=== GIVEN RECORDS ===

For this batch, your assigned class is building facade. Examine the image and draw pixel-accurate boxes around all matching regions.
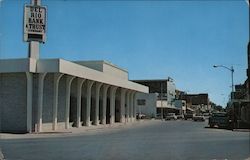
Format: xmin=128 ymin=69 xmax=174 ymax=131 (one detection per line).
xmin=0 ymin=59 xmax=148 ymax=133
xmin=135 ymin=93 xmax=158 ymax=118
xmin=180 ymin=93 xmax=211 ymax=114
xmin=231 ymin=80 xmax=250 ymax=128
xmin=133 ymin=78 xmax=179 ymax=117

===

#### YOUR OBJECTIVE
Please reproduce every record exactly, leaving the pictures out.

#### RESULT OF THIS EXERCISE
For this batch, your assigned class is building facade. Examine the image and draw pixel-accurate boxes around all matching regions.
Format: xmin=128 ymin=69 xmax=174 ymax=131 (one detection per line).
xmin=0 ymin=59 xmax=148 ymax=133
xmin=135 ymin=93 xmax=158 ymax=118
xmin=180 ymin=93 xmax=211 ymax=114
xmin=231 ymin=80 xmax=250 ymax=128
xmin=133 ymin=78 xmax=179 ymax=117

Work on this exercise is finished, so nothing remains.